# The task
Find the line containing "the man's face" in the listing below; reproduce it and every line after, exactly. Skip pictures.

....

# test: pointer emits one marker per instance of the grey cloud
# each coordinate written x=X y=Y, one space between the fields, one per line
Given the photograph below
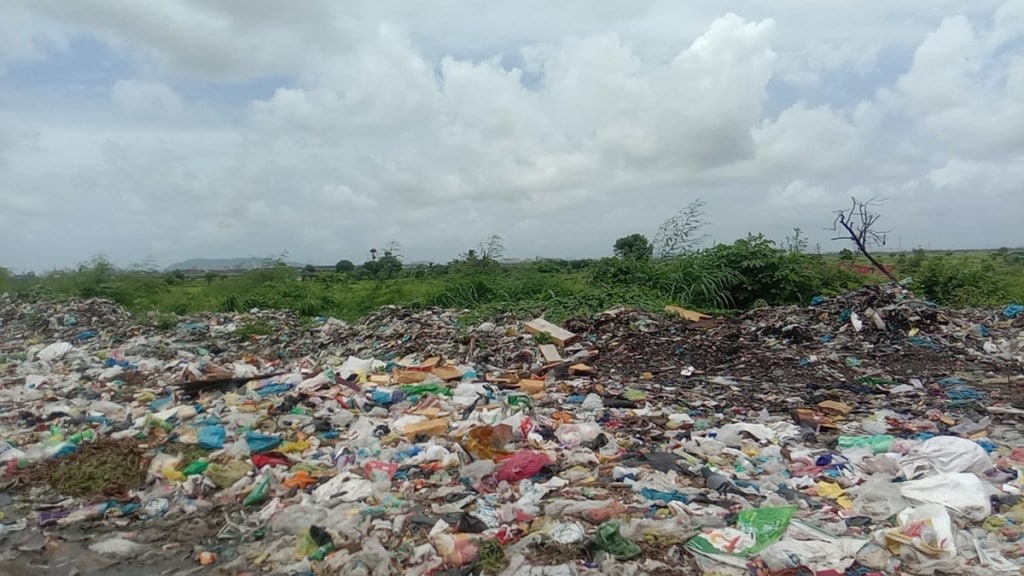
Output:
x=561 y=135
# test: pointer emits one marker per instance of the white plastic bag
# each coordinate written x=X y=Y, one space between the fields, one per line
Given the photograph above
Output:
x=879 y=498
x=965 y=494
x=55 y=351
x=945 y=454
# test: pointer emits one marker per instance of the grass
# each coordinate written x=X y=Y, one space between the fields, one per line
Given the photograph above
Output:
x=750 y=273
x=104 y=467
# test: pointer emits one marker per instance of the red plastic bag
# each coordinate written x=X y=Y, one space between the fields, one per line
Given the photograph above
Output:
x=522 y=465
x=271 y=459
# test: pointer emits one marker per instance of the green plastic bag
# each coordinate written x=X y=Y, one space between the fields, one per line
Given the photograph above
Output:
x=765 y=525
x=259 y=494
x=197 y=467
x=223 y=476
x=608 y=539
x=420 y=389
x=879 y=444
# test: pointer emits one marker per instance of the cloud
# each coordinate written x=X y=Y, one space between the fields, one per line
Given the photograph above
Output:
x=146 y=98
x=343 y=129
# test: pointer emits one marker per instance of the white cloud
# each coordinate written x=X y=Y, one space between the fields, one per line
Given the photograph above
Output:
x=558 y=126
x=146 y=98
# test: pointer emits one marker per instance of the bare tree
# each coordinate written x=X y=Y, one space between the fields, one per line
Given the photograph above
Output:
x=681 y=233
x=857 y=225
x=493 y=247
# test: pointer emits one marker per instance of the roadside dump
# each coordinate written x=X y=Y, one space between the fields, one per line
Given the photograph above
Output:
x=871 y=434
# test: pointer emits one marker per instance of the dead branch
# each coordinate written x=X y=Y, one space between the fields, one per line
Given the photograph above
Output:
x=857 y=225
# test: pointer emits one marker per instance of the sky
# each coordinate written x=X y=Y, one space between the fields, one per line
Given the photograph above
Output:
x=159 y=131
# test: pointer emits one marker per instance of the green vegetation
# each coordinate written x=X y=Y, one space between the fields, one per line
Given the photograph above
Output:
x=104 y=467
x=749 y=273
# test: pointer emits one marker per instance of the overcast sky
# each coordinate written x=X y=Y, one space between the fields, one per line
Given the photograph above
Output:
x=188 y=128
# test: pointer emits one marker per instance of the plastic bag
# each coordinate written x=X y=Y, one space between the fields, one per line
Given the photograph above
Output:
x=964 y=493
x=946 y=454
x=879 y=498
x=732 y=435
x=261 y=442
x=224 y=476
x=927 y=529
x=572 y=436
x=522 y=465
x=608 y=539
x=765 y=526
x=457 y=549
x=258 y=494
x=879 y=443
x=212 y=438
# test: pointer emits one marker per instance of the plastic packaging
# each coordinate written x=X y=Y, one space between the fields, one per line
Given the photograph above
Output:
x=764 y=525
x=522 y=465
x=211 y=438
x=261 y=442
x=608 y=539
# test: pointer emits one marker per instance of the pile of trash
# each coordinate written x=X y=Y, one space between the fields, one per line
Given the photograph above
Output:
x=870 y=434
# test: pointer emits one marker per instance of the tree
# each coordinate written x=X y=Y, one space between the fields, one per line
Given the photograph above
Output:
x=681 y=233
x=857 y=224
x=493 y=248
x=634 y=247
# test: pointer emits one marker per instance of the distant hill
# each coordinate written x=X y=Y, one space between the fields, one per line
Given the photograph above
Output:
x=251 y=262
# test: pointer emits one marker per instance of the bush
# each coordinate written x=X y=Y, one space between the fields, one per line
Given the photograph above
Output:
x=961 y=282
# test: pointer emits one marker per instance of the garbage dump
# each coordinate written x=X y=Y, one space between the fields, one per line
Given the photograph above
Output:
x=871 y=434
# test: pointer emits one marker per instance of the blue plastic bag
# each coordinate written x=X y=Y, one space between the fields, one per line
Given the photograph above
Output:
x=261 y=442
x=212 y=438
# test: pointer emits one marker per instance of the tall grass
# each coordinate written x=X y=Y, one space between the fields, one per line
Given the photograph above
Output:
x=749 y=273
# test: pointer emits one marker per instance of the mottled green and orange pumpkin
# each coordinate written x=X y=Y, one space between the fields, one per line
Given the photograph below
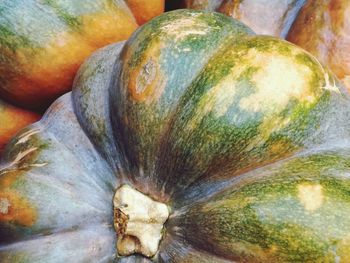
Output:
x=243 y=138
x=43 y=42
x=269 y=17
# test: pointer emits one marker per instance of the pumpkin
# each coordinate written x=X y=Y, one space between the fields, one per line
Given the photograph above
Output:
x=269 y=17
x=322 y=28
x=194 y=141
x=43 y=44
x=13 y=119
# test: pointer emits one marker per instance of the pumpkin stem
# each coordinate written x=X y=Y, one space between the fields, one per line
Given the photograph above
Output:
x=138 y=221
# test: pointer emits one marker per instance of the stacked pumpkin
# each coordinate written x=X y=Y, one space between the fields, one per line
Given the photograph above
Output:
x=43 y=44
x=194 y=141
x=320 y=27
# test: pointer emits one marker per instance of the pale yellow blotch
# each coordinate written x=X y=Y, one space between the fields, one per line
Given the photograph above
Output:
x=277 y=81
x=310 y=196
x=330 y=86
x=26 y=136
x=185 y=27
x=4 y=205
x=139 y=222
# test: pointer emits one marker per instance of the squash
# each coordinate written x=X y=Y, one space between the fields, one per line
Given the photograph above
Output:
x=194 y=141
x=12 y=120
x=43 y=44
x=322 y=28
x=268 y=17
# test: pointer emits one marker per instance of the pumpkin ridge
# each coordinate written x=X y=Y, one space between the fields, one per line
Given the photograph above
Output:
x=174 y=114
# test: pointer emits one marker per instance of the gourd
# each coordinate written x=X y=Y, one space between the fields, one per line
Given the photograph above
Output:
x=268 y=17
x=13 y=119
x=43 y=44
x=322 y=28
x=194 y=141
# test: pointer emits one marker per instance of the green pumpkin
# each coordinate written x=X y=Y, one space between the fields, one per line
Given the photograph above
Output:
x=268 y=17
x=244 y=138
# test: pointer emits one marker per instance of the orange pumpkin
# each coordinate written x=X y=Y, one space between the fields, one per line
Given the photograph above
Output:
x=43 y=45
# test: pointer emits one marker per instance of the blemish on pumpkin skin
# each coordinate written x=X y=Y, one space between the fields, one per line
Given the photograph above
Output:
x=310 y=196
x=17 y=210
x=59 y=59
x=4 y=205
x=26 y=136
x=146 y=81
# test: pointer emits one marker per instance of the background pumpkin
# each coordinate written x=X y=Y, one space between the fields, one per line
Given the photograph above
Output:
x=270 y=17
x=43 y=44
x=322 y=28
x=13 y=119
x=248 y=133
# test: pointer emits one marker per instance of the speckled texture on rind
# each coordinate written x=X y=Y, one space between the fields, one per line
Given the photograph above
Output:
x=293 y=211
x=249 y=150
x=43 y=44
x=267 y=17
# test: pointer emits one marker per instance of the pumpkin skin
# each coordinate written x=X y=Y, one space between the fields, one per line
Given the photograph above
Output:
x=322 y=28
x=12 y=120
x=268 y=17
x=43 y=45
x=244 y=137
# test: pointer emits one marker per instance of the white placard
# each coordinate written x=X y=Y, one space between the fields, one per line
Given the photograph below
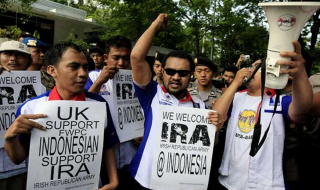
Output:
x=15 y=88
x=183 y=149
x=68 y=154
x=126 y=111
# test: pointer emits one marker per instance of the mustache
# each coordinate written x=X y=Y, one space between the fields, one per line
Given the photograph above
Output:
x=14 y=63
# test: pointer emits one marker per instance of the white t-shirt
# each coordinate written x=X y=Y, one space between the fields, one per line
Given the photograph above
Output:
x=239 y=158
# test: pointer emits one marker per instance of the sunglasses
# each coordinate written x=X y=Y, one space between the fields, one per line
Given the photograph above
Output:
x=181 y=73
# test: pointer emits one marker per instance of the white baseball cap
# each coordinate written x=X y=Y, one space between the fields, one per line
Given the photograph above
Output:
x=14 y=46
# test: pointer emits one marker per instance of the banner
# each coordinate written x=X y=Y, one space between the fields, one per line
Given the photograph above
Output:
x=15 y=88
x=68 y=154
x=183 y=149
x=126 y=111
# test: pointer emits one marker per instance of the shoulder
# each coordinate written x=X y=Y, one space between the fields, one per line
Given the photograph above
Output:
x=93 y=97
x=193 y=90
x=216 y=90
x=198 y=101
x=29 y=106
x=94 y=74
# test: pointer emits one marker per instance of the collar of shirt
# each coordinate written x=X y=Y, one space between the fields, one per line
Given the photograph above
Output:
x=185 y=99
x=54 y=95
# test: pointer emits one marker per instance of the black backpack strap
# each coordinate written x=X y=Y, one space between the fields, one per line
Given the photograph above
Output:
x=255 y=145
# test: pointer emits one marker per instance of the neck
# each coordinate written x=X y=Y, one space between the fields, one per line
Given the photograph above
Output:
x=34 y=68
x=180 y=96
x=255 y=92
x=204 y=88
x=65 y=95
x=159 y=80
x=99 y=67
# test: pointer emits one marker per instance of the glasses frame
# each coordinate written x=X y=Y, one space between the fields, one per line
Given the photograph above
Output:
x=172 y=72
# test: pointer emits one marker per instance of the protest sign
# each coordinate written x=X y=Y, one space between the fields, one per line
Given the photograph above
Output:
x=68 y=154
x=15 y=88
x=182 y=149
x=126 y=111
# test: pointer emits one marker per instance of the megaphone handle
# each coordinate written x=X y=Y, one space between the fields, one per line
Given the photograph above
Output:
x=245 y=79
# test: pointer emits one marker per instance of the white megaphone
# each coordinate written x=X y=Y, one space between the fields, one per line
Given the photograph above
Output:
x=286 y=20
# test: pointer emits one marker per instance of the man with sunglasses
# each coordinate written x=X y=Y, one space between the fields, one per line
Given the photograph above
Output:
x=205 y=90
x=242 y=166
x=177 y=70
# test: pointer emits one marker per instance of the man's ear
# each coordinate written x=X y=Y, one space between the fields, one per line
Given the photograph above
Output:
x=105 y=57
x=52 y=70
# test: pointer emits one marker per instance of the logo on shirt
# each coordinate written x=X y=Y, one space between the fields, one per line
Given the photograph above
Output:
x=247 y=120
x=286 y=22
x=103 y=87
x=168 y=97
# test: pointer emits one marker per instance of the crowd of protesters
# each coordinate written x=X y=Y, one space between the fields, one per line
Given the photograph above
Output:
x=288 y=157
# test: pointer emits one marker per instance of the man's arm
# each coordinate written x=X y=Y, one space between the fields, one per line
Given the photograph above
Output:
x=110 y=163
x=240 y=60
x=140 y=68
x=22 y=125
x=315 y=109
x=301 y=90
x=107 y=73
x=222 y=104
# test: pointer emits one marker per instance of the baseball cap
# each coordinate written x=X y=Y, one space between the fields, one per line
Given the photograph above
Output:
x=201 y=61
x=315 y=82
x=34 y=42
x=96 y=50
x=14 y=46
x=24 y=34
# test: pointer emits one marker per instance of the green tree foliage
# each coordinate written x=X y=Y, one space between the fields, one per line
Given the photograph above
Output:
x=231 y=27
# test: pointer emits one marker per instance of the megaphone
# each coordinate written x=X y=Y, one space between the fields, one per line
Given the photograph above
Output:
x=286 y=20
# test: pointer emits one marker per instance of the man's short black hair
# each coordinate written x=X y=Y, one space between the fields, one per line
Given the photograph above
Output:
x=231 y=68
x=55 y=53
x=96 y=50
x=181 y=55
x=118 y=42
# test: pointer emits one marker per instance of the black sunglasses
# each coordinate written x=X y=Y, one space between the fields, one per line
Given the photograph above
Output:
x=181 y=73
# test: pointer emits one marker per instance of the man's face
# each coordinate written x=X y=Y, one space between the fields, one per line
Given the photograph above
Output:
x=119 y=57
x=157 y=67
x=14 y=60
x=97 y=59
x=228 y=76
x=37 y=56
x=255 y=83
x=176 y=84
x=71 y=73
x=204 y=75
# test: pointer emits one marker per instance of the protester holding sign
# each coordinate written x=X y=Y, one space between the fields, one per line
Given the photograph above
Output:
x=38 y=50
x=14 y=56
x=68 y=66
x=101 y=81
x=177 y=71
x=251 y=162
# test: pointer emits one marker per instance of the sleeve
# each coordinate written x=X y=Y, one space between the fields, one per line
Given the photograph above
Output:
x=23 y=138
x=285 y=103
x=110 y=135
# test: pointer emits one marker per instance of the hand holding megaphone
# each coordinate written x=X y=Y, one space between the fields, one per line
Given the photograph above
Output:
x=296 y=64
x=242 y=76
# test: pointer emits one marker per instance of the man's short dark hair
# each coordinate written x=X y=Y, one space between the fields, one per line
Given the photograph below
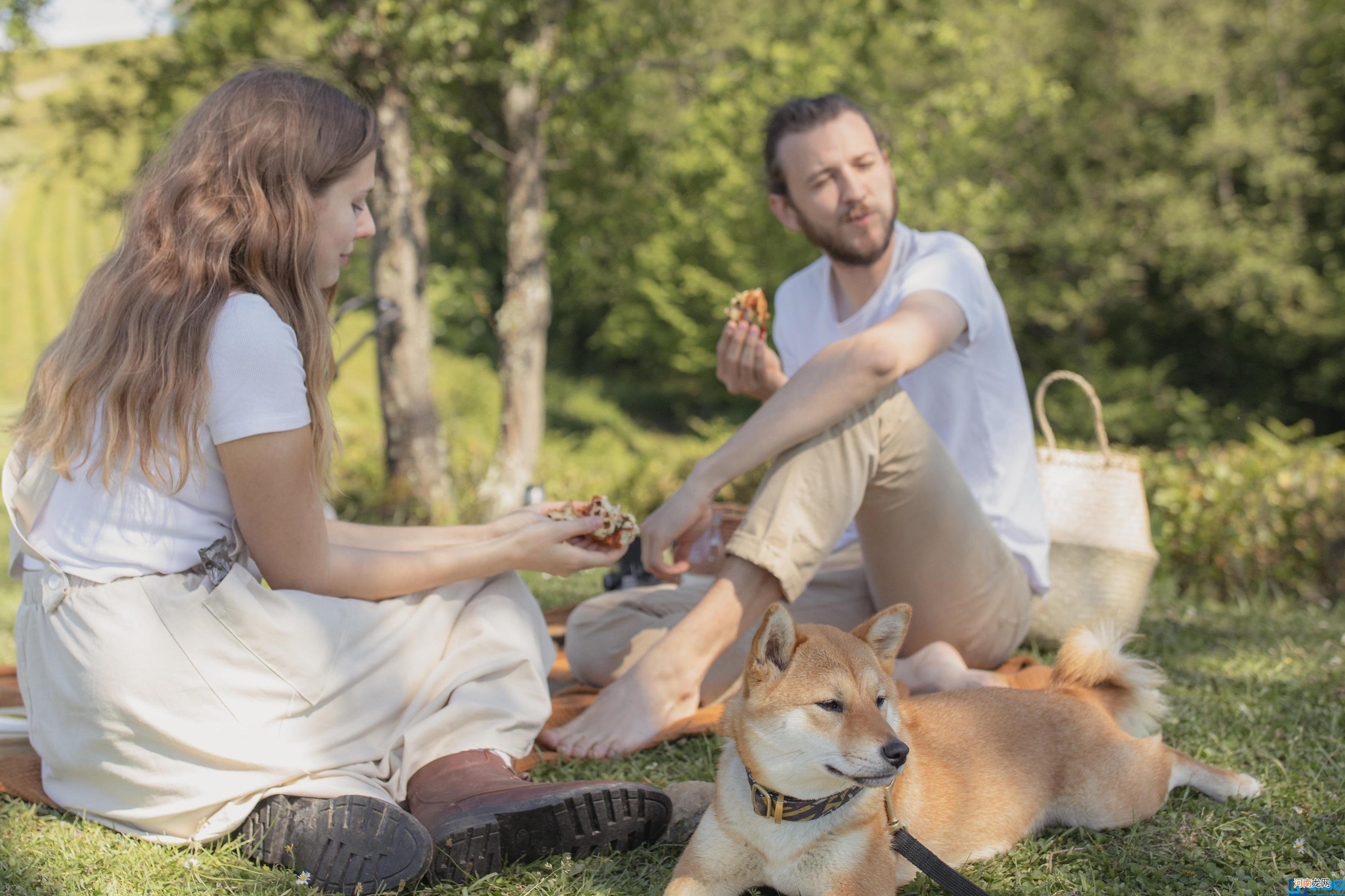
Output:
x=797 y=116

....

# Reply
# test: pointer emits one marker per instance of the man's face
# each coordinate written x=X y=Y, one space between the fields, one per line
Given the photograph above
Output:
x=119 y=57
x=157 y=67
x=14 y=60
x=97 y=59
x=228 y=76
x=37 y=56
x=255 y=83
x=176 y=84
x=71 y=73
x=204 y=75
# test: pointer emits one marker per instance of the protester holding sign
# each coordinate written x=X y=Y, one space between the fields, one per line
Given the photograph above
Output:
x=38 y=50
x=14 y=56
x=68 y=66
x=101 y=81
x=177 y=71
x=251 y=162
# test: pointer emits one marker per instance of the sleeve
# each coordinate written x=X y=Y, one space between the fields, one per line
Given the photograph above
Output:
x=23 y=138
x=285 y=103
x=110 y=135
# test: pointer emits one marker per instance of the hand holding megaphone
# each coordinate written x=X y=Y, one space between the fields, one per line
Given the photograph above
Output:
x=296 y=64
x=242 y=76
# test: pointer emits one marker per instance of the man's short dark hair
# each coordinate written x=X y=Y, one space between the fields, one per line
Given the photograph below
Output:
x=797 y=116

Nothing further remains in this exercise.